▶ PROVIDED ENTRIES:
** begin **
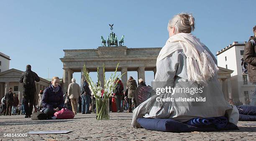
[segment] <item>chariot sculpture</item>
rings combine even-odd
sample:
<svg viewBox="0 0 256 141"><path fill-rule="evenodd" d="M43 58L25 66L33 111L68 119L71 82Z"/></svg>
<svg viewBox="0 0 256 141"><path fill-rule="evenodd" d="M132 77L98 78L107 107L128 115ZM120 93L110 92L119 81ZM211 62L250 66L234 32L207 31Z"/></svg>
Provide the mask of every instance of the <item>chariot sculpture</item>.
<svg viewBox="0 0 256 141"><path fill-rule="evenodd" d="M117 39L117 36L115 35L115 33L113 33L113 25L114 24L109 24L110 27L110 30L111 30L111 33L110 34L109 36L108 37L108 39L107 41L103 38L102 36L101 36L101 45L106 46L106 42L108 43L108 46L118 46L118 43ZM124 35L122 36L121 40L119 40L119 46L122 46L123 45Z"/></svg>

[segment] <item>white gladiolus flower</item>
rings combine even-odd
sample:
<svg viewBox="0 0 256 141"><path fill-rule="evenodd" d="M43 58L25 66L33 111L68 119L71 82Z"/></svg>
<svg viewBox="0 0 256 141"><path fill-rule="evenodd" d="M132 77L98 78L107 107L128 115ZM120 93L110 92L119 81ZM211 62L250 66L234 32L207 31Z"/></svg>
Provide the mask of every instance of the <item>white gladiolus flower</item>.
<svg viewBox="0 0 256 141"><path fill-rule="evenodd" d="M102 90L102 87L99 87L99 91L101 91L101 90Z"/></svg>
<svg viewBox="0 0 256 141"><path fill-rule="evenodd" d="M105 88L105 89L104 89L104 91L105 92L105 93L108 93L108 88Z"/></svg>
<svg viewBox="0 0 256 141"><path fill-rule="evenodd" d="M98 91L97 93L97 96L101 96L101 92L100 91Z"/></svg>

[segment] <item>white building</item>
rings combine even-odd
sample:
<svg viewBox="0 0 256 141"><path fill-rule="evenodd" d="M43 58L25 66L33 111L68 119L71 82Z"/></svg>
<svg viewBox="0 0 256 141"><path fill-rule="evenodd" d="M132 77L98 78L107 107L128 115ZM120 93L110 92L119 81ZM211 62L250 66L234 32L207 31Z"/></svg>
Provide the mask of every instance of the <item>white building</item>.
<svg viewBox="0 0 256 141"><path fill-rule="evenodd" d="M245 103L251 98L255 86L249 82L248 74L243 73L241 60L243 58L246 42L234 42L217 53L218 65L234 71L231 74L232 93L230 98L234 102L238 101Z"/></svg>
<svg viewBox="0 0 256 141"><path fill-rule="evenodd" d="M10 57L0 52L0 73L9 70Z"/></svg>
<svg viewBox="0 0 256 141"><path fill-rule="evenodd" d="M9 88L13 88L13 93L18 96L20 103L22 99L23 92L22 84L20 83L20 78L23 71L14 68L12 68L0 73L0 98L4 96L5 94L8 91ZM39 98L38 94L40 90L44 90L50 86L51 82L40 77L40 81L35 82L36 92L35 96L36 102Z"/></svg>

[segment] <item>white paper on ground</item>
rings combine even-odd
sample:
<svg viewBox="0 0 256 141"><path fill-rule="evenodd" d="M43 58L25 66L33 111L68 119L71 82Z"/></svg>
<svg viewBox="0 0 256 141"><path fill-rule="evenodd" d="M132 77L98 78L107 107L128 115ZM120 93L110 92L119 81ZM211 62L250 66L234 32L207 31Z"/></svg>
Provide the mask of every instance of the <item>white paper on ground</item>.
<svg viewBox="0 0 256 141"><path fill-rule="evenodd" d="M256 125L256 123L247 123L242 124L243 125Z"/></svg>
<svg viewBox="0 0 256 141"><path fill-rule="evenodd" d="M67 133L71 132L69 130L51 130L51 131L28 131L28 134L54 134L59 133Z"/></svg>

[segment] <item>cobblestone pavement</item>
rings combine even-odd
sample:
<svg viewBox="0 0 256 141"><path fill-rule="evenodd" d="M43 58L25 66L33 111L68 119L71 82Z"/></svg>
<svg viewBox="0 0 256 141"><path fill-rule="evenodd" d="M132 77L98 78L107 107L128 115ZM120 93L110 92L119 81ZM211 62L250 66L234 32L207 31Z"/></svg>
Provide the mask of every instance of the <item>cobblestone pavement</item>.
<svg viewBox="0 0 256 141"><path fill-rule="evenodd" d="M131 127L131 113L110 113L110 120L97 121L95 114L78 113L74 119L32 121L23 115L0 116L2 141L46 140L255 140L256 126L239 121L239 130L212 132L164 133ZM4 133L26 133L31 131L69 130L67 134L29 135L25 138L4 137Z"/></svg>

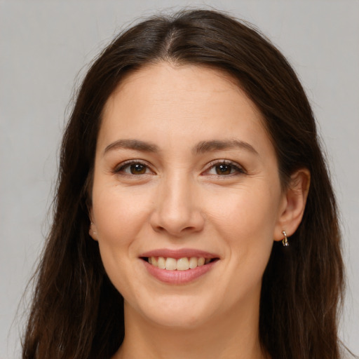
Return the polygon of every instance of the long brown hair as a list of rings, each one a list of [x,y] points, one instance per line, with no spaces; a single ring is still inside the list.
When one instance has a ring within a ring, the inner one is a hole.
[[[108,358],[123,339],[123,299],[88,235],[88,193],[104,103],[123,76],[159,61],[211,66],[238,79],[264,115],[283,188],[296,170],[310,170],[303,220],[288,250],[274,243],[264,274],[260,341],[273,359],[337,359],[340,234],[310,104],[269,41],[251,26],[205,10],[134,26],[87,73],[62,140],[53,222],[37,271],[22,358]]]

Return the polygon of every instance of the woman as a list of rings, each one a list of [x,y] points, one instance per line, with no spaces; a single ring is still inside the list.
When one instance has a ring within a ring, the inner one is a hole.
[[[78,93],[23,358],[338,358],[343,277],[285,59],[222,13],[155,17]]]

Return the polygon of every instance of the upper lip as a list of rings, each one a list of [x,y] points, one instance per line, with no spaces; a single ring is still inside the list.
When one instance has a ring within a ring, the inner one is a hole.
[[[140,257],[163,257],[166,258],[175,258],[179,259],[185,257],[196,257],[203,258],[219,258],[217,255],[210,253],[205,250],[196,250],[194,248],[181,248],[178,250],[171,250],[168,248],[161,248],[145,252]]]

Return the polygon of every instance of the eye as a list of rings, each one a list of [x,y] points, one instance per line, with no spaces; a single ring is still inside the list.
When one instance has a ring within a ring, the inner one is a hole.
[[[129,161],[122,163],[115,170],[116,173],[126,175],[147,175],[152,173],[147,165],[138,161]]]
[[[207,173],[219,176],[228,176],[229,175],[245,173],[245,171],[241,166],[231,161],[221,161],[212,163],[212,166],[207,171]]]

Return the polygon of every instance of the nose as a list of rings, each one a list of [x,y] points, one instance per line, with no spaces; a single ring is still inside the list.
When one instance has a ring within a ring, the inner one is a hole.
[[[201,201],[195,184],[189,179],[163,180],[156,194],[150,218],[154,231],[180,237],[203,229],[205,221]]]

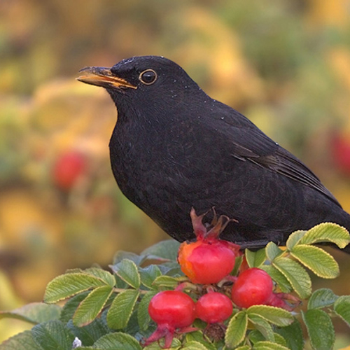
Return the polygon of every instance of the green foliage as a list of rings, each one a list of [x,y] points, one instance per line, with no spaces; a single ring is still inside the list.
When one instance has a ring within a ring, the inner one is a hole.
[[[293,233],[284,250],[270,243],[257,252],[246,251],[250,267],[259,267],[270,274],[275,293],[294,293],[309,299],[305,312],[295,309],[292,313],[268,305],[236,308],[224,323],[225,337],[223,332],[218,337],[211,336],[210,327],[198,320],[192,332],[174,339],[171,349],[302,350],[302,327],[307,330],[312,349],[332,349],[335,335],[331,316],[337,316],[350,326],[350,296],[338,297],[326,288],[312,293],[305,267],[326,279],[339,274],[333,258],[310,245],[324,241],[344,246],[350,239],[342,227],[323,223],[307,232]],[[177,242],[165,241],[139,255],[120,252],[111,265],[113,274],[94,267],[70,270],[56,277],[47,286],[45,303],[0,314],[0,318],[20,318],[36,325],[31,331],[1,344],[0,350],[20,350],[24,344],[28,350],[71,349],[74,342],[81,342],[82,349],[162,349],[162,340],[142,347],[142,340],[155,328],[148,312],[151,298],[160,290],[181,285],[196,300],[205,288],[191,284],[181,274],[175,261],[178,248]],[[239,266],[241,262],[241,259],[237,259]],[[234,271],[237,270],[236,267]],[[227,281],[212,287],[229,295],[232,283]],[[63,307],[52,304],[62,300],[66,300]]]

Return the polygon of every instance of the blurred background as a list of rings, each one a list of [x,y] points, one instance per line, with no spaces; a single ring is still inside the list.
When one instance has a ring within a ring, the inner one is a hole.
[[[75,80],[141,55],[178,63],[350,211],[350,0],[0,0],[1,310],[167,238],[115,183],[111,100]],[[349,258],[332,253],[341,276],[314,287],[350,294]],[[24,327],[0,321],[0,342]]]

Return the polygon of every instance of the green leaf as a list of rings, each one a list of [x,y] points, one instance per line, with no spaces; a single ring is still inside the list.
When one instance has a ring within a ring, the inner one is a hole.
[[[156,265],[150,265],[139,270],[141,276],[141,283],[150,289],[154,289],[153,285],[154,280],[162,275],[160,268]]]
[[[202,332],[199,330],[187,333],[186,340],[187,342],[195,341],[201,343],[209,350],[217,350],[218,349]]]
[[[106,282],[106,284],[111,286],[111,287],[114,287],[115,285],[115,279],[114,276],[108,271],[97,267],[91,267],[84,270],[84,272],[102,279]]]
[[[334,311],[350,326],[350,295],[339,297],[334,304]]]
[[[319,277],[334,279],[339,276],[337,262],[330,254],[318,246],[299,244],[293,248],[290,255]]]
[[[78,293],[106,284],[104,280],[85,273],[62,274],[48,284],[45,291],[44,302],[57,302]]]
[[[34,342],[30,330],[24,330],[0,344],[0,350],[43,350],[43,348]]]
[[[287,347],[291,350],[303,350],[304,337],[299,321],[295,319],[292,324],[277,328],[276,331],[286,340]]]
[[[307,326],[312,349],[329,350],[333,348],[335,340],[332,320],[328,314],[318,309],[302,311],[302,319]]]
[[[311,228],[300,239],[300,244],[331,242],[340,248],[345,248],[350,243],[350,234],[342,226],[333,223],[322,223]]]
[[[290,350],[288,348],[280,344],[272,343],[271,342],[263,341],[254,344],[253,350]]]
[[[74,326],[83,327],[94,321],[112,294],[111,286],[94,289],[79,304],[73,316]]]
[[[0,319],[17,318],[36,324],[59,318],[62,307],[43,302],[31,302],[10,312],[0,312]]]
[[[332,306],[338,298],[333,291],[328,288],[321,288],[315,290],[307,303],[307,309],[322,309]]]
[[[146,330],[148,328],[148,324],[150,321],[150,317],[148,314],[148,305],[150,300],[157,294],[157,292],[150,291],[145,294],[137,308],[137,321],[139,326],[142,330]]]
[[[120,262],[111,267],[114,272],[125,283],[137,289],[141,284],[140,274],[136,265],[129,259],[123,259]]]
[[[258,314],[248,313],[248,318],[263,335],[265,339],[270,342],[274,342],[272,327],[264,318]]]
[[[270,261],[273,261],[277,256],[279,256],[284,251],[281,249],[277,244],[270,241],[267,244],[265,248],[266,256]]]
[[[284,346],[288,347],[287,342],[280,334],[274,332],[274,342],[275,343],[277,343],[277,344],[279,344],[280,345],[283,345]]]
[[[239,271],[239,268],[241,267],[241,263],[243,262],[243,255],[236,256],[236,260],[234,261],[234,267],[233,267],[232,271],[230,274],[231,276],[237,276],[238,274],[238,272]]]
[[[298,262],[288,258],[280,257],[272,264],[284,275],[302,299],[307,299],[310,295],[312,293],[310,276]]]
[[[79,304],[89,295],[90,290],[80,293],[77,295],[74,296],[64,304],[61,312],[59,321],[66,323],[76,312]]]
[[[31,329],[34,342],[43,350],[71,350],[74,336],[60,321],[50,321]]]
[[[141,255],[148,255],[149,258],[161,258],[167,260],[177,261],[177,252],[180,243],[175,239],[167,239],[160,241],[153,246],[147,248]]]
[[[260,267],[266,260],[265,248],[257,251],[246,249],[246,259],[249,267]]]
[[[260,267],[261,270],[266,271],[271,278],[278,284],[283,293],[290,293],[293,288],[286,276],[272,265],[263,265]]]
[[[134,309],[139,292],[132,289],[119,293],[107,313],[107,323],[112,329],[125,328]]]
[[[294,246],[299,243],[299,241],[305,234],[306,231],[294,231],[288,237],[287,241],[286,242],[286,246],[287,249],[291,251]]]
[[[194,340],[188,342],[181,348],[181,349],[187,350],[208,350],[206,346],[204,344],[200,343],[199,342],[195,342]]]
[[[96,318],[84,327],[76,327],[73,324],[73,321],[70,320],[66,327],[85,346],[92,346],[101,337],[111,332],[111,330],[101,318]]]
[[[95,347],[99,347],[104,350],[141,350],[142,349],[134,337],[122,332],[104,335],[94,344],[94,348]]]
[[[265,337],[262,335],[262,334],[261,334],[261,332],[256,329],[253,329],[249,332],[248,338],[249,341],[252,344],[265,340]]]
[[[235,347],[243,342],[248,327],[246,312],[241,311],[230,321],[225,335],[225,344],[227,347]]]
[[[175,288],[180,281],[178,277],[172,277],[170,276],[160,276],[157,277],[154,281],[153,285],[155,287],[169,287],[171,288]]]
[[[290,312],[280,307],[268,305],[253,305],[246,310],[246,312],[249,318],[252,315],[258,315],[270,323],[279,327],[290,325],[294,321],[294,318]]]

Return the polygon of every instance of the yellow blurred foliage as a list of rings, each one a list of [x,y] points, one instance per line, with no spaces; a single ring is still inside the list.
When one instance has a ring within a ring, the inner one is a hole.
[[[343,27],[349,23],[349,0],[308,0],[307,20],[316,26]]]

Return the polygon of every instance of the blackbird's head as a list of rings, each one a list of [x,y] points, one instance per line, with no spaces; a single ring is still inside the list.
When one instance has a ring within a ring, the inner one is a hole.
[[[119,107],[132,105],[177,105],[203,92],[172,61],[159,56],[139,56],[120,61],[111,68],[89,66],[80,71],[79,81],[107,90]]]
** end **
▶ TASK GOAL: Could you rewrite everything from the start of the items down through the line containing "39L117 36L115 35L115", with "chariot sculpture" replaced by "horse statue" and nothing else changed? Leave the pictures out of your answer.

▶ TASK OUTPUT:
[segment] <item>horse statue</item>
rings combine even-odd
sample:
<svg viewBox="0 0 256 141"><path fill-rule="evenodd" d="M43 58L25 66L33 111L68 119L71 82Z"/></svg>
<svg viewBox="0 0 256 141"><path fill-rule="evenodd" d="M132 77L98 78L107 107L128 115ZM120 93L110 92L119 81ZM211 62L250 66L234 32L207 31Z"/></svg>
Provide the mask of every instance of the <item>horse statue</item>.
<svg viewBox="0 0 256 141"><path fill-rule="evenodd" d="M117 39L117 36L115 35L115 33L113 33L113 25L114 24L109 24L110 27L110 30L111 30L111 33L110 34L109 36L108 37L108 39L107 41L103 38L102 36L101 36L101 45L106 46L106 42L108 43L108 46L118 46L118 43ZM124 35L122 36L121 40L119 40L119 46L122 46L123 45Z"/></svg>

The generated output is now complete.